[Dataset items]
□ □ □ □ □

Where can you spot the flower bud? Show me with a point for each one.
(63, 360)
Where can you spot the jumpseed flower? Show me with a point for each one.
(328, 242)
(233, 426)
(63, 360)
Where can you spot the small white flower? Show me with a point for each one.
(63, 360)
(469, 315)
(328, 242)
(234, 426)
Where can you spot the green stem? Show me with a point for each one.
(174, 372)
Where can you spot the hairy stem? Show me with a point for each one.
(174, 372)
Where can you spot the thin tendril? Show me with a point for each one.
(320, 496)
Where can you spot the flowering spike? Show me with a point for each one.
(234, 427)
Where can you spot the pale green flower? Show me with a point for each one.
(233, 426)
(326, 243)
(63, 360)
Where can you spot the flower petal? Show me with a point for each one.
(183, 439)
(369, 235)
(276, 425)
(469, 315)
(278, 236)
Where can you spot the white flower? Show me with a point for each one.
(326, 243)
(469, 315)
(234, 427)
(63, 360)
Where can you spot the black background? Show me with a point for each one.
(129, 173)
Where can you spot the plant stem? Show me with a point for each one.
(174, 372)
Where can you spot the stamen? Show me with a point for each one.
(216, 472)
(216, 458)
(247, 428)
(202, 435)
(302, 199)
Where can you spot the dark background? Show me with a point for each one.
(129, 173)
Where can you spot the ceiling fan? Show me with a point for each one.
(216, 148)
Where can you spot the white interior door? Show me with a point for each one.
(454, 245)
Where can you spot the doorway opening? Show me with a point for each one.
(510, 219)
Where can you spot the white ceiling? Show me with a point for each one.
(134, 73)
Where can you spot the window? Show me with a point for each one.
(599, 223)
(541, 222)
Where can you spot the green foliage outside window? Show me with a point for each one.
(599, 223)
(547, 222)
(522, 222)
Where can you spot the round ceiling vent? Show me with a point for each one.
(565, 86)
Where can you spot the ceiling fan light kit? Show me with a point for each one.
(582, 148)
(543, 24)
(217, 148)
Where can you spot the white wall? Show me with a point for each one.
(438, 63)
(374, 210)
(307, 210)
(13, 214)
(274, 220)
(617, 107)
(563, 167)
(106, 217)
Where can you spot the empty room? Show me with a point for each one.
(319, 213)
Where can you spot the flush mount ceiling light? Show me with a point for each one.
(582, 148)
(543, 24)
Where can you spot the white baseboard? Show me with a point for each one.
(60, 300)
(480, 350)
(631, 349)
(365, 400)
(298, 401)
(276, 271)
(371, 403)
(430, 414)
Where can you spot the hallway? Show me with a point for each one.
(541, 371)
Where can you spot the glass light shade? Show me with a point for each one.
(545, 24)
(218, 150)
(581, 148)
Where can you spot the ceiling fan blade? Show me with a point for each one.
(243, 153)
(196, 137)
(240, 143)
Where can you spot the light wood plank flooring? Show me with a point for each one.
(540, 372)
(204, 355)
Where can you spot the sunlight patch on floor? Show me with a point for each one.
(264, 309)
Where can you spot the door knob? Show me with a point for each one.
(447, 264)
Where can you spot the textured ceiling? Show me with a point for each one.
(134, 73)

□ □ □ □ □

Aim of the exercise:
Give back the entries exactly, so that each line matches the original.

Output for this exercise:
Where can you spot the flower bud? Show me with a point for each one.
(63, 360)
Where can you spot the jumpseed flower? Show me with a point for each one.
(328, 242)
(233, 426)
(63, 360)
Where can you spot the small white flower? Show me with a point for each one.
(63, 360)
(469, 315)
(328, 242)
(234, 426)
Where can you spot the green stem? Show me with a point for each one.
(174, 372)
Where can you spot the hairy stem? Show me with a point for each one.
(174, 372)
Where can you spot the thin tendril? Show me with a point for each one.
(320, 496)
Where can you spot the flowering spike? Show me with a point for each one.
(234, 427)
Where can you spot the pale green flower? Show me with a point for each one.
(233, 426)
(326, 243)
(63, 360)
Where can you spot the flower petal? Show me with a point for each one.
(183, 439)
(369, 235)
(276, 425)
(469, 315)
(278, 236)
Where can you spot the white flower? Show me with a point for each one.
(326, 243)
(469, 315)
(234, 427)
(63, 360)
Where can you spot the black background? Show me with a point for each one.
(129, 173)
Where can you spot the plant stem? Show me with a point for each one.
(174, 372)
Where can you spot the stamen? Show me with a point for each one.
(216, 472)
(216, 458)
(247, 428)
(202, 435)
(302, 199)
Where can you spot the dark background? Show me with a point for each one.
(129, 173)
Where can you spot the ceiling fan? Show me with a point for each one.
(216, 148)
Where can you spot the white interior door? Show me with a point for each one.
(454, 245)
Where can you spot the doorway opening? Show me with a point for each one.
(510, 219)
Where can you spot the white ceiling? Show me with a point for each one.
(134, 73)
Where can you spot the window? Show me with a point for each one.
(599, 223)
(541, 222)
Where can you spot the green foliage outside window? Show me with a point for each one.
(599, 223)
(547, 222)
(522, 222)
Where can you spot the round ceiling vent? Show me with a point for each one.
(565, 86)
Where can you spot the ceiling fan light kit? Show me with a point for each one.
(582, 148)
(543, 24)
(217, 148)
Where can you spot the white wall? Show me with a point for each one.
(438, 63)
(374, 210)
(307, 210)
(13, 214)
(274, 220)
(617, 107)
(563, 167)
(106, 217)
Where can you spot the empty room? Show me with a point for each one.
(319, 213)
Where can you spot the flush mount ceiling light? Show me with a point for each one.
(582, 148)
(543, 24)
Where can you spot the white baseboard? Show me with a point for each one.
(60, 300)
(480, 350)
(631, 349)
(365, 400)
(298, 401)
(276, 271)
(371, 403)
(430, 414)
Where can you spot the hallway? Show me with a point for each one.
(541, 371)
Where can you spot the glass light shade? Show me with a point for each one.
(545, 24)
(218, 150)
(581, 148)
Where can you spot the ceiling fan blade? Show me with a point for each one.
(243, 153)
(196, 137)
(240, 143)
Where can you spot the light wood plank flooring? Show me with a point for each one.
(540, 372)
(204, 355)
Where can you spot the sunlight patch on floor? Show me with a point for each one.
(264, 309)
Where can you spot the door knob? Show me with a point for each one.
(447, 264)
Where can you spot the textured ceiling? Show me with a point for each one.
(134, 73)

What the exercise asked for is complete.